*Pasaje citado*:
14 may 2010




Guerra y sucesión presidencial (última parte)








Quien ha iniciado ya, de cara a la sucesión presidencial, la carrera, con un tiempo inusual de anticipación y desde la posición de ventaja que le da estar sentado en la silla es, precisamente, Felipe Calderón Hinojosa, el hombre gracias al cual —y desde la falta de legitimidad de origen que marca su mandato— la campaña electoral y los comicios de 2012 habrán de vivirse en medio de circunstancias especialmente peligrosas para el futuro democrático y la paz en este país.

De ahí el muy reciente y contundente giro en el discurso calderonista; su salto a la retórica triunfalista, al recuento de los muchos logros de su gobierno, combinado todo esto, con un eficaz y masivo retorno al señalamiento público, casi diría a la incitación al linchamiento, de aquellos que, por oponerse a sus reformas o confrontar su estrategia en la guerra contra el narco, son un “peligro para México”.

De la explotación propagandística de esta guerra no declarada, pero que ha puesto en la calle a decenas de miles de marinos y soldados y ha cobrado ya decenas de miles de vidas en todo el país y que, a pesar de los pocos resultados efectivos, le sirvió como estrategia de validación, Calderón pasa ahora a preparar el camino a un sucesor que, como él a Vicente Fox, le deba el puesto, a delinear, a punta de golpes retóricos más que de hechos, su figura de estadista; de gran gobernante.

*Solicitud escrita 1*:
Indique si cada afirmación coincide con el texto sobre la sucesión presidencial, respondiendo sí o no y citando literalmente las palabras que lo deciden: (a) Calderón emprendió la carrera sucesoria con una anticipación inusual; (b) la guerra contra el narco fue declarada formalmente; (c) dicha guerra ha arrojado abundantes resultados efectivos.
*Solicitud escrita 2*:
Prosiga el texto sobre la sucesión presidencial a partir de su última oración.
Los ítems proceden de una fuente distinta.

*Listado de datos*:

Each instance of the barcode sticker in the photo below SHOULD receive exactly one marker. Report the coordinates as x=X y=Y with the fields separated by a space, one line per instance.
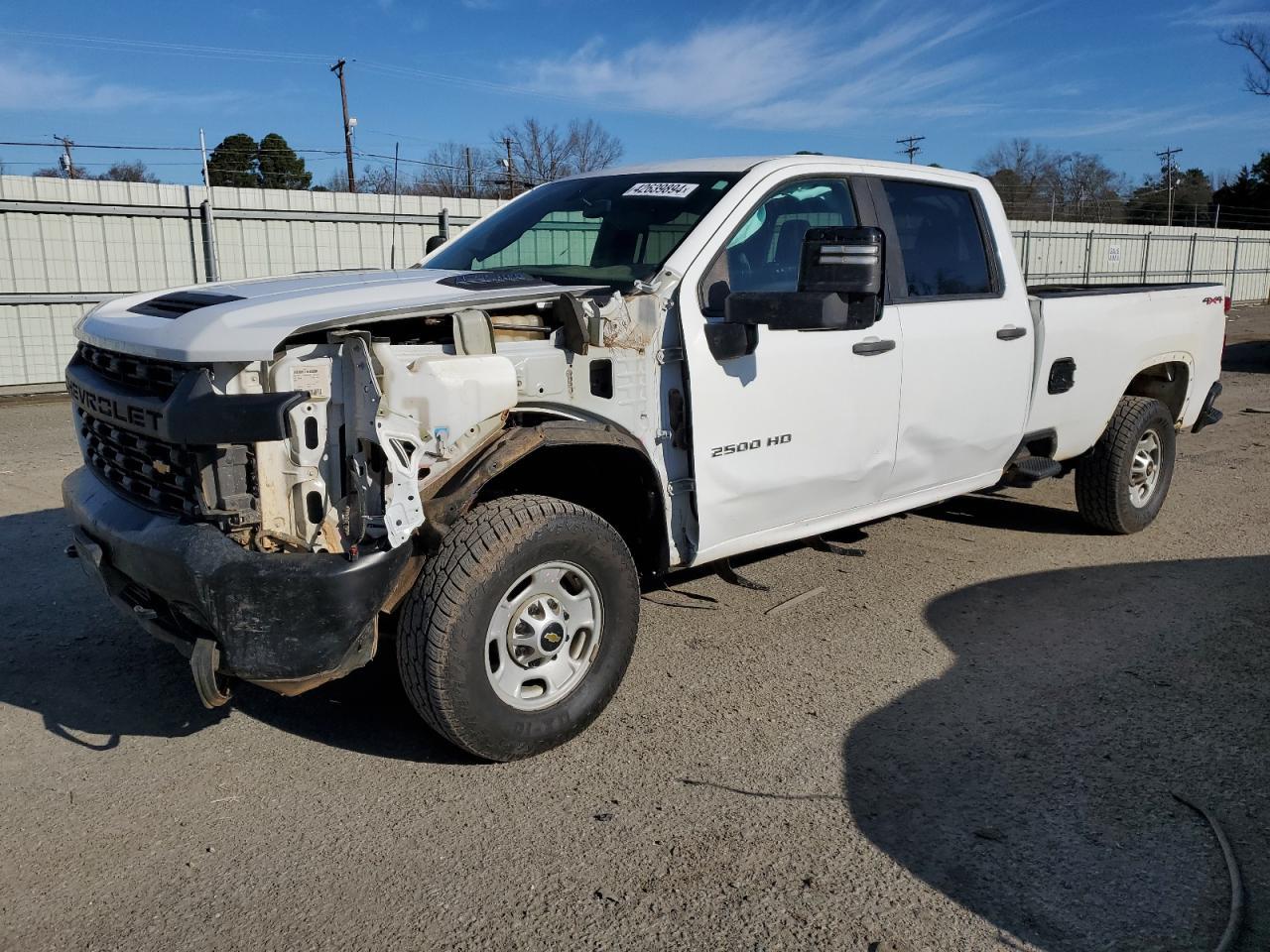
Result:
x=662 y=189
x=310 y=379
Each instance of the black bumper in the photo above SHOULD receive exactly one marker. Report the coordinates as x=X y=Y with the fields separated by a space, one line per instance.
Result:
x=1207 y=414
x=281 y=620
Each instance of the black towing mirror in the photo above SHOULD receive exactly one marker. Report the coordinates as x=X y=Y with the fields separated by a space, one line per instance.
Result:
x=841 y=281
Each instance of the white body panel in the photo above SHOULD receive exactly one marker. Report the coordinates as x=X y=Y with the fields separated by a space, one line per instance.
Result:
x=1114 y=336
x=271 y=309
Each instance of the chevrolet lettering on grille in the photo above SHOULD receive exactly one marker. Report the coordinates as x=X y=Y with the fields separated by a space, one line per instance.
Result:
x=113 y=409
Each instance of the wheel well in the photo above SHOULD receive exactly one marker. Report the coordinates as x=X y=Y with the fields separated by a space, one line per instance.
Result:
x=613 y=481
x=1166 y=382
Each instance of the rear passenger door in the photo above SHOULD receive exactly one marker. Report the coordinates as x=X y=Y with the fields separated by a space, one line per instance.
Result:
x=803 y=429
x=968 y=348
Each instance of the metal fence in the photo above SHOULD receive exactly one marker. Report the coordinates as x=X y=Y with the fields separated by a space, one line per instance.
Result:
x=66 y=245
x=1109 y=254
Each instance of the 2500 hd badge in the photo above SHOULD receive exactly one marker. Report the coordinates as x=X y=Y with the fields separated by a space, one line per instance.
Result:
x=746 y=445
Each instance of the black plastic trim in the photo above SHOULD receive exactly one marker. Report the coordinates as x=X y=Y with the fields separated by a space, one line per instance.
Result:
x=181 y=302
x=1049 y=291
x=193 y=416
x=1209 y=414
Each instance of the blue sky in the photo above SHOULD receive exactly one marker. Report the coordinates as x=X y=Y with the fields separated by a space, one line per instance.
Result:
x=671 y=79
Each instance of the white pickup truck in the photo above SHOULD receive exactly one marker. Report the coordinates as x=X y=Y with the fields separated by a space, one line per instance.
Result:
x=615 y=376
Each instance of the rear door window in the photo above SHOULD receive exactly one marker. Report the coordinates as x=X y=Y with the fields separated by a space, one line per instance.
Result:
x=766 y=252
x=940 y=239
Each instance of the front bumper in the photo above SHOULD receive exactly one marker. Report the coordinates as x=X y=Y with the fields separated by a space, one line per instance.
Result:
x=284 y=621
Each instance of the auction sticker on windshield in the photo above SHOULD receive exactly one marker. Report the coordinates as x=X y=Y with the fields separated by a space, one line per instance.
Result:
x=662 y=189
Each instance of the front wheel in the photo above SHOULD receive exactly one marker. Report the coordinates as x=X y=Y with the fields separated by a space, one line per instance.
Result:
x=520 y=627
x=1121 y=484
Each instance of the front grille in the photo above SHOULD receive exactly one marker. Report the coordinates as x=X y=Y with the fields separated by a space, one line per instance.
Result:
x=153 y=377
x=159 y=474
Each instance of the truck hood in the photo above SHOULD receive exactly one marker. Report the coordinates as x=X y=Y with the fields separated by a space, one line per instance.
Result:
x=248 y=320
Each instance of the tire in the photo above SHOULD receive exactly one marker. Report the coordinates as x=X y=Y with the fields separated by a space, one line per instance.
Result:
x=454 y=652
x=1110 y=493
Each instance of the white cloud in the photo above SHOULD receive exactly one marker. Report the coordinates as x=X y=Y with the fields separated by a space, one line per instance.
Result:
x=27 y=84
x=799 y=71
x=1220 y=14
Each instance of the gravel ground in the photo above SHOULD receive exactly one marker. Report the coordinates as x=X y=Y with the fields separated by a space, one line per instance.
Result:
x=968 y=740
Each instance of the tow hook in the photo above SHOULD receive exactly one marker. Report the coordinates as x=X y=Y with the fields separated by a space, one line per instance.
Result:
x=203 y=660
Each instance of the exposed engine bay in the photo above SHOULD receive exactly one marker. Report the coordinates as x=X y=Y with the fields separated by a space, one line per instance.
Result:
x=395 y=404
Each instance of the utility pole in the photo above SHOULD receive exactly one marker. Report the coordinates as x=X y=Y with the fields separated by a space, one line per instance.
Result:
x=507 y=143
x=1167 y=155
x=338 y=68
x=911 y=146
x=70 y=160
x=213 y=267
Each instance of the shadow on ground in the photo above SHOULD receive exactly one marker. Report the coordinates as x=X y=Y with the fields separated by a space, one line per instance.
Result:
x=95 y=678
x=997 y=512
x=1247 y=357
x=1032 y=782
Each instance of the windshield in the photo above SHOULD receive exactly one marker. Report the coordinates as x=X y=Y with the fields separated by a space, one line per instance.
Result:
x=604 y=230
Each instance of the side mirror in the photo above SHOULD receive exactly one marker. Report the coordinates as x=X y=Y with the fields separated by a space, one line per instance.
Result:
x=841 y=281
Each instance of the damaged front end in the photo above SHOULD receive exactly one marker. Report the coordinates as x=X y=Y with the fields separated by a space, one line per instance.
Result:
x=264 y=515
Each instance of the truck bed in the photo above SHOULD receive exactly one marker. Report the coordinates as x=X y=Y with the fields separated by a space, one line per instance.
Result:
x=1078 y=290
x=1112 y=333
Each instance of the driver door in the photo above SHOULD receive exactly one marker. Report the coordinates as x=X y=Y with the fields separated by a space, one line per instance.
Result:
x=789 y=438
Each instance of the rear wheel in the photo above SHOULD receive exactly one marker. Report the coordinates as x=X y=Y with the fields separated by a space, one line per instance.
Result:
x=520 y=627
x=1121 y=484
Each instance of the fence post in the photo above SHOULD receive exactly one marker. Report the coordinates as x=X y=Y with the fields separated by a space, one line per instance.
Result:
x=1234 y=267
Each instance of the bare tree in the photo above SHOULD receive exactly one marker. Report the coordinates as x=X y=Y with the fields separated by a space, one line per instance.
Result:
x=592 y=146
x=1038 y=182
x=128 y=172
x=447 y=171
x=1026 y=177
x=1255 y=42
x=540 y=153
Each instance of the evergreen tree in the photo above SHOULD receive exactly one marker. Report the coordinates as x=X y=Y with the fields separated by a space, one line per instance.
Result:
x=234 y=163
x=280 y=167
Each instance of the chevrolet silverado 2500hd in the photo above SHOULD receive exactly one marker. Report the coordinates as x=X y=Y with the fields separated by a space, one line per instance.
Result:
x=613 y=376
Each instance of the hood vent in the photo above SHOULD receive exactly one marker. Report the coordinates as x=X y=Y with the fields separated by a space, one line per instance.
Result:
x=180 y=302
x=492 y=281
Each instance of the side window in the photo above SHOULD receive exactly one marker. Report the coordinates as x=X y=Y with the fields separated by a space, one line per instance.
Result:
x=766 y=252
x=940 y=239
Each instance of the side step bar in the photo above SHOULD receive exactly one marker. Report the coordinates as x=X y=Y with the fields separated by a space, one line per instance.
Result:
x=1032 y=470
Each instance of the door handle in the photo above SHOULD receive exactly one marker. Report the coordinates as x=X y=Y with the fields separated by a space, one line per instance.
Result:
x=866 y=348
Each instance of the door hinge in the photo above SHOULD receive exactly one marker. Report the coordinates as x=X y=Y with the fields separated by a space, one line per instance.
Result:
x=670 y=354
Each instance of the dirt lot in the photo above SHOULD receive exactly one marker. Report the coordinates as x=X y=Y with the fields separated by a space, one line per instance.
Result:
x=966 y=742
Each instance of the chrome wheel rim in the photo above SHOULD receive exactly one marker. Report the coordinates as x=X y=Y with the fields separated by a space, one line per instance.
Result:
x=1144 y=468
x=544 y=636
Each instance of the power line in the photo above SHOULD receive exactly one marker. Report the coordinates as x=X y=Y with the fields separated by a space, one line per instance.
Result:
x=911 y=146
x=338 y=68
x=1167 y=155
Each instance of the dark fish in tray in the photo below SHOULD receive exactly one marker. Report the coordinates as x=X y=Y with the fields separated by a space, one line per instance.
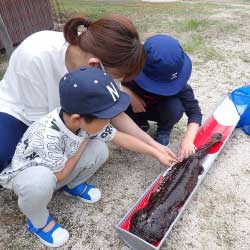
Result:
x=152 y=222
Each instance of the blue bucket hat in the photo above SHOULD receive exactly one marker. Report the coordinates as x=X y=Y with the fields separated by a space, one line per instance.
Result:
x=167 y=68
x=90 y=90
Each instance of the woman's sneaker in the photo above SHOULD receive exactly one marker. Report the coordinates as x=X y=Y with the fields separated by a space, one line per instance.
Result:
x=55 y=237
x=84 y=191
x=163 y=136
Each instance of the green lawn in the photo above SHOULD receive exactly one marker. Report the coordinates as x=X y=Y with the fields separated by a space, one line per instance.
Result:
x=188 y=22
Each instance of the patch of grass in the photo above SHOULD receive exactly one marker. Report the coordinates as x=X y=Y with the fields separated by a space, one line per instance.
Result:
x=196 y=44
x=193 y=43
x=192 y=24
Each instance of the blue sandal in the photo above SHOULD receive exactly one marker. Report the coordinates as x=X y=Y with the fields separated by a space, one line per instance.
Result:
x=55 y=237
x=84 y=191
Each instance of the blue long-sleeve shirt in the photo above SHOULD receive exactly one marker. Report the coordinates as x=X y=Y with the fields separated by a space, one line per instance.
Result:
x=186 y=95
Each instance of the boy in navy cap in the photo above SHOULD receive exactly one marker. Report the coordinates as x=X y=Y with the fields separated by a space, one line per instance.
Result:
x=66 y=147
x=161 y=93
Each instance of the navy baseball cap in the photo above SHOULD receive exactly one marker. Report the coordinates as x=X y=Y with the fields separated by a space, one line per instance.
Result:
x=91 y=91
x=167 y=68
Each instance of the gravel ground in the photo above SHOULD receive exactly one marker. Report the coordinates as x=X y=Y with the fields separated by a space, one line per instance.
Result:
x=218 y=217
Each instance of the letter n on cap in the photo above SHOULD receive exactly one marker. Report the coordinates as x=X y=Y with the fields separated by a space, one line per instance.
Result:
x=113 y=91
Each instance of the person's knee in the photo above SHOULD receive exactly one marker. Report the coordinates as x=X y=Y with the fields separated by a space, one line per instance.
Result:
x=5 y=157
x=39 y=188
x=173 y=109
x=100 y=150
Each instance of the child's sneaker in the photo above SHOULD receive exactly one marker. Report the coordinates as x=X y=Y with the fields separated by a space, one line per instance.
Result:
x=163 y=136
x=85 y=192
x=55 y=237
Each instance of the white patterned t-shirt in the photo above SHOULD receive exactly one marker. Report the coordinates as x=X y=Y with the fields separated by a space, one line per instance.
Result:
x=48 y=142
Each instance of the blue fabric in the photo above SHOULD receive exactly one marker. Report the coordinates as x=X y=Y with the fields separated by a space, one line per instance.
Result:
x=166 y=110
x=167 y=68
x=241 y=100
x=80 y=190
x=11 y=131
x=91 y=91
x=47 y=236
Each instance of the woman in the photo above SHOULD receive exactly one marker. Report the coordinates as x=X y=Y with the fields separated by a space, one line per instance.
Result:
x=29 y=89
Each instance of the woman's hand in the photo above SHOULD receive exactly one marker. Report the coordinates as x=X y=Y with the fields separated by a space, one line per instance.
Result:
x=137 y=103
x=186 y=149
x=166 y=158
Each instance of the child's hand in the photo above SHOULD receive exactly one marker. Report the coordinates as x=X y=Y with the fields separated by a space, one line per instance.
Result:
x=137 y=103
x=166 y=159
x=186 y=149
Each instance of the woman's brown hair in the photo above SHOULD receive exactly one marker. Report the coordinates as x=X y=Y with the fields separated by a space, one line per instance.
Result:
x=113 y=39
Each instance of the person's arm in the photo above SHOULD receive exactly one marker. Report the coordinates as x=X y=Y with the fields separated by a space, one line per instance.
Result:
x=137 y=103
x=71 y=163
x=187 y=146
x=132 y=143
x=193 y=112
x=125 y=124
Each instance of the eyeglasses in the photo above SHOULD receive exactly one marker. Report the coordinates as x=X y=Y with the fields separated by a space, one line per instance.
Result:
x=117 y=81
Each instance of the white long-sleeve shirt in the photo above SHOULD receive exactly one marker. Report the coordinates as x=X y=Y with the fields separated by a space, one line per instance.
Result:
x=30 y=86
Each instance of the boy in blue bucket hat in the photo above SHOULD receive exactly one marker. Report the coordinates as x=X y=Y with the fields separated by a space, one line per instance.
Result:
x=161 y=93
x=66 y=147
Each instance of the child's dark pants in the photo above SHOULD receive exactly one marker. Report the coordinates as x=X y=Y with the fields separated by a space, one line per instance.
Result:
x=166 y=113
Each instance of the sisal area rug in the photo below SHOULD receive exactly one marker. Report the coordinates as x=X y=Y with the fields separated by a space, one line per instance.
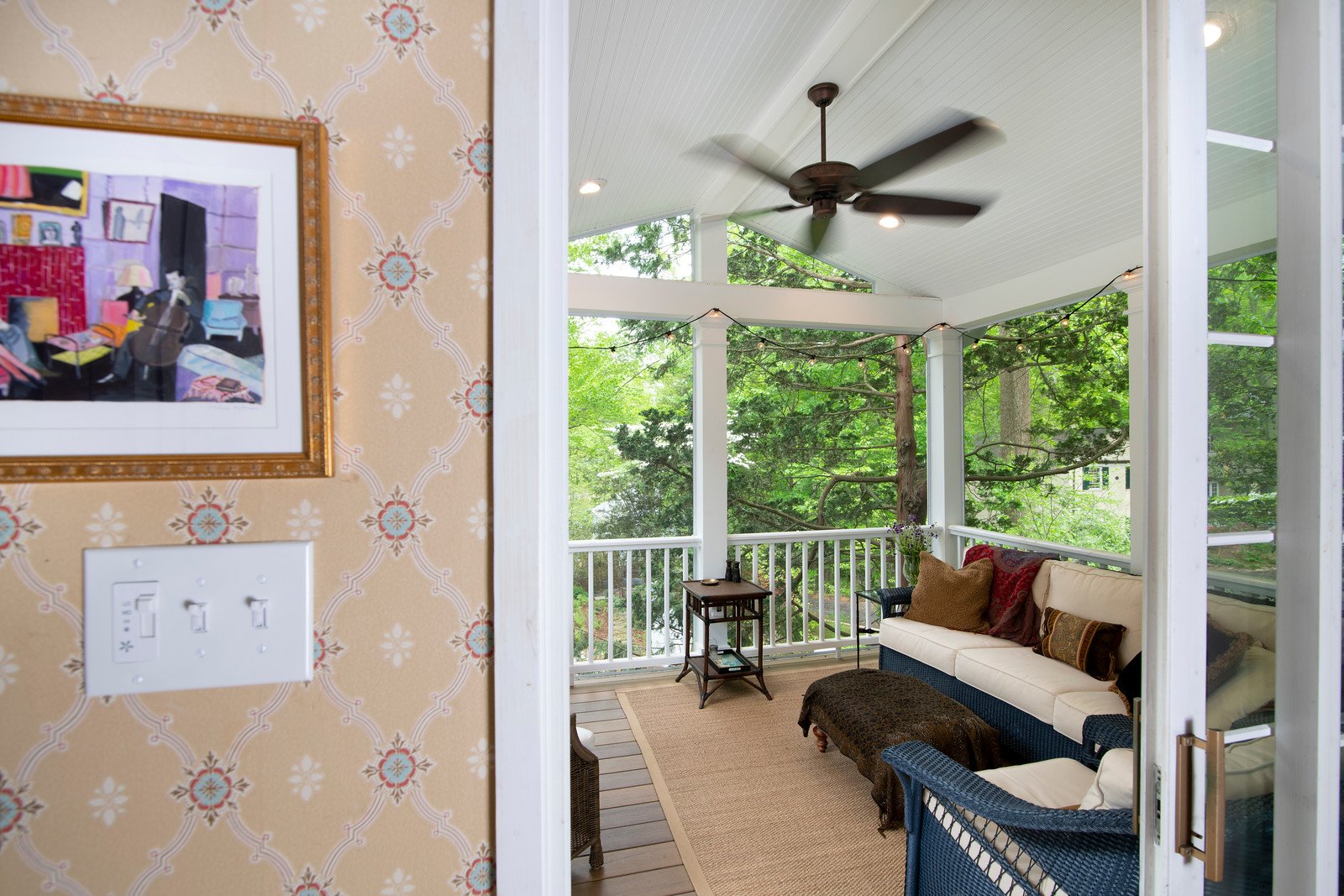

*Respuesta 1*:
(a) Sí: «con un tiempo inusual de anticipación».
(b) No: «esta guerra no declarada».
(c) No: «a pesar de los pocos resultados efectivos».

*Respuesta 2*:
Ese es el capital con el que Calderón se prepara para participar en la contienda; la moneda de cambio que ofrecerá a su delfín para apoyarlo a cambio, claro, de que el nuevo Presidente garantice a él y a los suyos —justo como él lo hizo con Vicente Fox— un paraguas blindado que lo proteja del canibalismo político tradicional. De la ley sexenal de hacer leña del árbol caído.

Pero si bien Calderón parece haber olvidado, la guerra es la guerra, la que no habrá de olvidarse de él y tampoco, por cierto, de ninguno de los aspirantes a sucederlo. La violencia, que ya hace estragos en algunas campañas para elecciones estatales o municipales, tendrá sin duda un efecto contundente sobre los planes de partidos y candidatos que aspiren a la Presidencia de la República.

Esa misma violencia pesará, decisivamente, en el ánimo y las preferencias de los votantes y en algunas zonas del país en su disposición incluso de salir a cruzar las boletas. Nadie que prometa terminar con lo empezado con Calderón tendrá demasiadas perspectivas de triunfo; aquel que, a la manera de los nazis en Alemania, pulse mejor el miedo y prometa paz y mano dura será el que más posibilidades de triunfo tenga.

Y será la violencia también elemento estratégico del discurso propagandístico; asociar con ella a quien llama al cambio radical del sistema político-económico, a quien pretende la restauración o simplemente a quien, dentro del mismo partido, no es de las preferencias del Ejecutivo federal, será un expediente común y expedito para descalificar aspirantes y opciones.

Más allá de que el Ejército y la Armada tendrán para entonces, como de hecho tienen ya, y en virtud de estar fuera de los cuarteles, un papel relevante en el proceso, todo indica que los altos mandos pueden llegar incluso a desarrollar una especie de poder de veto que se sincronice con los intereses del presidente saliente, a la vez que le cobran —y muy caro— ese favor.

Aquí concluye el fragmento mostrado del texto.